WHAT YOU ARE ASKED TO DO: In the records below, begin at the line that has "Exercise. Point out the forest" and stop after the line that has "(1077, 431)". Can you write those lines out again with their requests unchanged, scaling every point coordinate in the answers by 0.8 and rounding each to a whole number, with halves rounded up?

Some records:
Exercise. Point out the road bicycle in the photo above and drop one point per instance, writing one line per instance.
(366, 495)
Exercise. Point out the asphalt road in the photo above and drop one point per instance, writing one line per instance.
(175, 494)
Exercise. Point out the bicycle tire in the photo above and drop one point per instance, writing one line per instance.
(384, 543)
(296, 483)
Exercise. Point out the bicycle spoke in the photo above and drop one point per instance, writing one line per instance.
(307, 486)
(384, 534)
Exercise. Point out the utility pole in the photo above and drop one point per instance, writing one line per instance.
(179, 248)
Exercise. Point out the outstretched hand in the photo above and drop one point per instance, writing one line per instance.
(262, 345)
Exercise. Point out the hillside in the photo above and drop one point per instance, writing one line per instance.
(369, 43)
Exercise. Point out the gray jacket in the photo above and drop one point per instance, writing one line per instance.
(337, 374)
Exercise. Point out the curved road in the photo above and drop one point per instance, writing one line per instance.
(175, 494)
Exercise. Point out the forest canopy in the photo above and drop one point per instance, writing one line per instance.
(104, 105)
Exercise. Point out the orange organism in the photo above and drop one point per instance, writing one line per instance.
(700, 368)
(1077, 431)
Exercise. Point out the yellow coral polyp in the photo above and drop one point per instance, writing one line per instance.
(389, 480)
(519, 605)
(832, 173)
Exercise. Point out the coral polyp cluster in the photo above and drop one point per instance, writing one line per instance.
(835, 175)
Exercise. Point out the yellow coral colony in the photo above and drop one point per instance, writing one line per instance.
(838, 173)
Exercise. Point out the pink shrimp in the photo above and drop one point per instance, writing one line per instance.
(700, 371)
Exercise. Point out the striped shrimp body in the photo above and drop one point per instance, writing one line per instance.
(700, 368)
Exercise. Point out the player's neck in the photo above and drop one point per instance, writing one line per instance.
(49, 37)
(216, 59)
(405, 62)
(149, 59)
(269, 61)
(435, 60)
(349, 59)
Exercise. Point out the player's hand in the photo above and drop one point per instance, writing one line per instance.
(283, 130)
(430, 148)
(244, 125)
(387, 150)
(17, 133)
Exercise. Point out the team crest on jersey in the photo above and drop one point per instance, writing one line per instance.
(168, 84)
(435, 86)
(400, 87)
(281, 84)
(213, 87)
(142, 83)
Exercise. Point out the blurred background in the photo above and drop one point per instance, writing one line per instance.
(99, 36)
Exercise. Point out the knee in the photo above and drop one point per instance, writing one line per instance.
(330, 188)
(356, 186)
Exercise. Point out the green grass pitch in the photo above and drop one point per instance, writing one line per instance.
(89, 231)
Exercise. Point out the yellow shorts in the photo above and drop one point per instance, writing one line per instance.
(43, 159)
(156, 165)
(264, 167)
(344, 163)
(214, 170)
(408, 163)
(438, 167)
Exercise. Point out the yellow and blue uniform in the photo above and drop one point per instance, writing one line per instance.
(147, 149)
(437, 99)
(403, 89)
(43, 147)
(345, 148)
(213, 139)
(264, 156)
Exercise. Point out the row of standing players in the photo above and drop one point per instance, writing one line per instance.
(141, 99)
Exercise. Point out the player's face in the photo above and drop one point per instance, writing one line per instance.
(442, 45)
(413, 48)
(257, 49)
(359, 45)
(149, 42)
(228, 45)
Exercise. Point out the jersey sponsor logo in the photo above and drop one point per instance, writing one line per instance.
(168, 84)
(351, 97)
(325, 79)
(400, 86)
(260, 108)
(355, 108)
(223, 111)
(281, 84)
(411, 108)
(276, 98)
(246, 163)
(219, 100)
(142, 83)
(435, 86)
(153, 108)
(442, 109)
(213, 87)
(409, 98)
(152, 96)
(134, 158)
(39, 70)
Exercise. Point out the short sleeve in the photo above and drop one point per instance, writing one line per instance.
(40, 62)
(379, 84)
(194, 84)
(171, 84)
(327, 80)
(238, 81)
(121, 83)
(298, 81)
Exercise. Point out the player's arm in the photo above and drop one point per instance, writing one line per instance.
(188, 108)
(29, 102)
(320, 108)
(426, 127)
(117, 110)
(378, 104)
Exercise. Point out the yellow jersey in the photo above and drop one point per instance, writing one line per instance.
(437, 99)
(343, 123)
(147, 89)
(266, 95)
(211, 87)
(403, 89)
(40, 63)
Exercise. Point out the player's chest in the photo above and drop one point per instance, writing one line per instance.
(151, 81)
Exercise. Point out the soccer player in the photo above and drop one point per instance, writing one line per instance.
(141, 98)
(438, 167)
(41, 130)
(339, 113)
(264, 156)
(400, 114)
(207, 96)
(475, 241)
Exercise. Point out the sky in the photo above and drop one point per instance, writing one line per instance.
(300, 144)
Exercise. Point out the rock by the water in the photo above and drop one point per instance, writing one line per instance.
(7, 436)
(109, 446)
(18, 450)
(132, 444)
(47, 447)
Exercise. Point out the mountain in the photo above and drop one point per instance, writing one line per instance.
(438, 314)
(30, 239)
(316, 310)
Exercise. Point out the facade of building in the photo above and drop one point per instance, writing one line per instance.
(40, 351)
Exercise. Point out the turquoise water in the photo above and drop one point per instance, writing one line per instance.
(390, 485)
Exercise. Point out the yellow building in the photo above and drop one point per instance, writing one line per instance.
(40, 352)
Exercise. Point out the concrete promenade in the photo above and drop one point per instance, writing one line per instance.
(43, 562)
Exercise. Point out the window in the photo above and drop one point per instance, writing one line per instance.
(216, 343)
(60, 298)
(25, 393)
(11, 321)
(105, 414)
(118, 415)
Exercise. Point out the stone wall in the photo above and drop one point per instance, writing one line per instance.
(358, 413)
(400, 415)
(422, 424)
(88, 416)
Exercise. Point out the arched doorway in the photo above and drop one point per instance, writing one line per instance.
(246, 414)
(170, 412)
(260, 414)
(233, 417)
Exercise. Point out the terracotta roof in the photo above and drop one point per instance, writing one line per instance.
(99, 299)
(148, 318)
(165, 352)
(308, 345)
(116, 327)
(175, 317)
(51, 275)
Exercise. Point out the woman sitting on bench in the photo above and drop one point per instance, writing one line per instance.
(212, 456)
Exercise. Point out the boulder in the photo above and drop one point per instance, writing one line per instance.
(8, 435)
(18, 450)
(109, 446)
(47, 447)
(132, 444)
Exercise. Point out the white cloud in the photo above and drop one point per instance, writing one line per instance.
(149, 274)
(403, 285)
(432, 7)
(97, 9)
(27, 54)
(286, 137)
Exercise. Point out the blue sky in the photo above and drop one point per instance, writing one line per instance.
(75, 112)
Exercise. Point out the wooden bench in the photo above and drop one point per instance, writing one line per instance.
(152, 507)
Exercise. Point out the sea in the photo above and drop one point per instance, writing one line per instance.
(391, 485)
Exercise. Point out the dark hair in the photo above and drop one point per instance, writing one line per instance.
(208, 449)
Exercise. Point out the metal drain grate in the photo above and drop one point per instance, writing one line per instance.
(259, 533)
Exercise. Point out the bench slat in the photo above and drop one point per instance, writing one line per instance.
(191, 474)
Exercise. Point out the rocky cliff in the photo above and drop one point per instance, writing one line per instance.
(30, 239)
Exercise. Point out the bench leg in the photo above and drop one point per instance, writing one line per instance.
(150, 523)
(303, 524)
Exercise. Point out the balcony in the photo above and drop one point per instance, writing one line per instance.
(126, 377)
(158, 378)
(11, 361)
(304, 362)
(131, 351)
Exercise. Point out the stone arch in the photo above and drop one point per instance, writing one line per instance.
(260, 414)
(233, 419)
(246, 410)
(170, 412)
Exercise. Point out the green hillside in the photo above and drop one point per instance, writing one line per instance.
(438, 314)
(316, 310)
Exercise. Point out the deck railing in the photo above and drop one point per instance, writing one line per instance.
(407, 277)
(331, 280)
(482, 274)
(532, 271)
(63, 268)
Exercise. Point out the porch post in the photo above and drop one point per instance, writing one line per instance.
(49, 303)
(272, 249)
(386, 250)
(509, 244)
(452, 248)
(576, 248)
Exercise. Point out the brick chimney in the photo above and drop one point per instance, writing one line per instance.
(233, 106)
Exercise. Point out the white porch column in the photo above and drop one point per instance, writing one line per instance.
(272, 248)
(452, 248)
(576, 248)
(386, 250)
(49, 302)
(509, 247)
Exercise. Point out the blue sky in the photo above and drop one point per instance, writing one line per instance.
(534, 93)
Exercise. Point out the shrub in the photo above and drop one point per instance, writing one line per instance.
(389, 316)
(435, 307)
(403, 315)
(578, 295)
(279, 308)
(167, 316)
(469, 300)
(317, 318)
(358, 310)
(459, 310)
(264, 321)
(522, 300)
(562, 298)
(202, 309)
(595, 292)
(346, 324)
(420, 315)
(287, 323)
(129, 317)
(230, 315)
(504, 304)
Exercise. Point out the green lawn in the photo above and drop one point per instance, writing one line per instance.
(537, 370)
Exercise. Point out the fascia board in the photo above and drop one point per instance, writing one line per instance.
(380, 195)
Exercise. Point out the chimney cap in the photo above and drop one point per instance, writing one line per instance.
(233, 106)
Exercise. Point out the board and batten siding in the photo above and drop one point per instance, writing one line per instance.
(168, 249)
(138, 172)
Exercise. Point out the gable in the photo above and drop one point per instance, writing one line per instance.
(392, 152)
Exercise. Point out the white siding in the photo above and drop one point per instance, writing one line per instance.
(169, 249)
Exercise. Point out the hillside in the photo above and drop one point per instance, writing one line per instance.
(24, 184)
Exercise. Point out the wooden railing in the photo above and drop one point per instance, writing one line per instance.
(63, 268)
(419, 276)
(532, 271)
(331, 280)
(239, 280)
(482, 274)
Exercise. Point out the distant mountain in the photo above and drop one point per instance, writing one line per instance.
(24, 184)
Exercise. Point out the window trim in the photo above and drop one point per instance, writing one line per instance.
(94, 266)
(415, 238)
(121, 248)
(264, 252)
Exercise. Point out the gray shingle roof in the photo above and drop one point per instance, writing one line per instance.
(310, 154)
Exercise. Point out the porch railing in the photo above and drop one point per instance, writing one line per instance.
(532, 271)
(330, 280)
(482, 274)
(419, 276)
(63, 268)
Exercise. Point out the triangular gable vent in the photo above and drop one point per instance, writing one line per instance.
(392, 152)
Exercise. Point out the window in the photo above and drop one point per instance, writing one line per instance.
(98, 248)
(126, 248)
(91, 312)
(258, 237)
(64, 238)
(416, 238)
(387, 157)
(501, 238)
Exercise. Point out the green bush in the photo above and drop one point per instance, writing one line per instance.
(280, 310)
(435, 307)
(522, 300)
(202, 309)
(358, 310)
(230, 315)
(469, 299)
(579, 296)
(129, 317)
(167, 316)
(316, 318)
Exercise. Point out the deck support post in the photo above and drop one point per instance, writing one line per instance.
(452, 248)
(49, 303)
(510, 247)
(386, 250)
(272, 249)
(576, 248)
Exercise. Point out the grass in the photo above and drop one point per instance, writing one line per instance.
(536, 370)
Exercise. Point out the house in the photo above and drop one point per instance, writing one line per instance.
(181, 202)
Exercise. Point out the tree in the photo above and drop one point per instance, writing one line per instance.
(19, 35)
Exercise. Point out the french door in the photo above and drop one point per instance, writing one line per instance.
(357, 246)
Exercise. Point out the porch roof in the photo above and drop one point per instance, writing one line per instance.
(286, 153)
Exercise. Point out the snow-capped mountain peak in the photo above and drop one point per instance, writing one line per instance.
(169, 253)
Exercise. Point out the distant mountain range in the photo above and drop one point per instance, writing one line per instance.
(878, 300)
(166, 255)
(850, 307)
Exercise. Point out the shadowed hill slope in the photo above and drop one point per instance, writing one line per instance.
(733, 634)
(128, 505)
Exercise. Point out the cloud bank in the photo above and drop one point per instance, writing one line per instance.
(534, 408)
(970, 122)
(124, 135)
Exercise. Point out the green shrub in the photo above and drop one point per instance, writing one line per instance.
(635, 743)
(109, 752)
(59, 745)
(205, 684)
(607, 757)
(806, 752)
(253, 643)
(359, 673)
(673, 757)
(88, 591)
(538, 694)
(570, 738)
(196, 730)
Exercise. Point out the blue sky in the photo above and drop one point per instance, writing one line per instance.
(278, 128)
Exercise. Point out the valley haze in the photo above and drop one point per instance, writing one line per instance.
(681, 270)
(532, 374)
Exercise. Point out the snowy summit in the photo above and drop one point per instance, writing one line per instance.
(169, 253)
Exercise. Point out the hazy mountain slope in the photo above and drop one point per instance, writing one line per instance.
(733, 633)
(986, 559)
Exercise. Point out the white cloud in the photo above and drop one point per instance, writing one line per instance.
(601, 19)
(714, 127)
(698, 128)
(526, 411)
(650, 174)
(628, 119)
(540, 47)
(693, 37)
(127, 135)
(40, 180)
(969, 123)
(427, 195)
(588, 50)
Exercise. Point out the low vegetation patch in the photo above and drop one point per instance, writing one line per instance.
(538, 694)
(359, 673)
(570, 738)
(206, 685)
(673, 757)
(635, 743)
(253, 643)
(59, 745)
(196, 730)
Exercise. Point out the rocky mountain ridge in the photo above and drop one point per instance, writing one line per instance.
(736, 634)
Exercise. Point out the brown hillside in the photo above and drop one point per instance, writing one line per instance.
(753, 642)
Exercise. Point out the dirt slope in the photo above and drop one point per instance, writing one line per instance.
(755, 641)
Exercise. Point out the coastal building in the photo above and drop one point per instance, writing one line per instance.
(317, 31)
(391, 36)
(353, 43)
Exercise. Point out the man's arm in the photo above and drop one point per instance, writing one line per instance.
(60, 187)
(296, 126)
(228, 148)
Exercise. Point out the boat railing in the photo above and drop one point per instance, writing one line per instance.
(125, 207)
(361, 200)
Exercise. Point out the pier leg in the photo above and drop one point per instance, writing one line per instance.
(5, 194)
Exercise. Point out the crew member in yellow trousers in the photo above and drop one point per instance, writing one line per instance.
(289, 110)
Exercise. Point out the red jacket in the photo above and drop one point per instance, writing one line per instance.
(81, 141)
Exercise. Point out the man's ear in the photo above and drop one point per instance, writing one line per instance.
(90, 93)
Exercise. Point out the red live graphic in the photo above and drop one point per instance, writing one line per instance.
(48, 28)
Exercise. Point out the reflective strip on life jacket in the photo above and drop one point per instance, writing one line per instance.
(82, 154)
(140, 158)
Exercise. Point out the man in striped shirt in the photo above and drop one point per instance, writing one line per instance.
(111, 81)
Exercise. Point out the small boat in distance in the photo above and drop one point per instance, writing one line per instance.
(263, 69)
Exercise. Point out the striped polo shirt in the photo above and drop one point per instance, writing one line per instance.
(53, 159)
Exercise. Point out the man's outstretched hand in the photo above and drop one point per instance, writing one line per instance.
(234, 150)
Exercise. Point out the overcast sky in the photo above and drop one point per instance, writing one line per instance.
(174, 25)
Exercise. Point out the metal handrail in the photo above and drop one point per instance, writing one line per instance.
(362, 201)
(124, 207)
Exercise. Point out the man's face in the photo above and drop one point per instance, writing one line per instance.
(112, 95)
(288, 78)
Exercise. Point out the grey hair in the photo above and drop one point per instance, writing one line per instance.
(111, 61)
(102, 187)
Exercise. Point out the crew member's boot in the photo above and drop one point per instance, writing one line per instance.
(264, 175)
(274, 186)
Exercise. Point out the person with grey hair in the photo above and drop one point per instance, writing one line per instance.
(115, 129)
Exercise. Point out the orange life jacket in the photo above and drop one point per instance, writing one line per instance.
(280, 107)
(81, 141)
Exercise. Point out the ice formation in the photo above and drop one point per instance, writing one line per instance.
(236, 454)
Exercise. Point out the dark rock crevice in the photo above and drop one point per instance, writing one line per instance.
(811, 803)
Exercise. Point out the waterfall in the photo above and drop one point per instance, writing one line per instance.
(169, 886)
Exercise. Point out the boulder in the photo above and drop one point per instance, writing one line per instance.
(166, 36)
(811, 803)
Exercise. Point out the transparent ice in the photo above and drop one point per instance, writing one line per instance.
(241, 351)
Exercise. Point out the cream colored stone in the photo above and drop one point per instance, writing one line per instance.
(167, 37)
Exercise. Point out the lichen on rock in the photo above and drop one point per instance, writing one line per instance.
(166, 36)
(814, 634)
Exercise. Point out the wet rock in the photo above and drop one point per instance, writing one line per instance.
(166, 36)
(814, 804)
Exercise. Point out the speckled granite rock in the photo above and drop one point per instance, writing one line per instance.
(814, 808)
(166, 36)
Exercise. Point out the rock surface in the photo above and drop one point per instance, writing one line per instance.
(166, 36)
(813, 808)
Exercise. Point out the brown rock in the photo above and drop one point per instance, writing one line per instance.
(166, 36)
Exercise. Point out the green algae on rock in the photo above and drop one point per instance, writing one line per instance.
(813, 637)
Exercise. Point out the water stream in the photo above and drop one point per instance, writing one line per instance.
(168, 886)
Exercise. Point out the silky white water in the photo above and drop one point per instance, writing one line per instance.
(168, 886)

WRITTEN RESPONSE:
Exercise. Point out the forest canopy in the photo above and drop one point per instance, writing one line per instance.
(83, 84)
Exercise. Point out the orange organism in the photo above and drop one point per instance, writing one line per instance.
(560, 294)
(862, 345)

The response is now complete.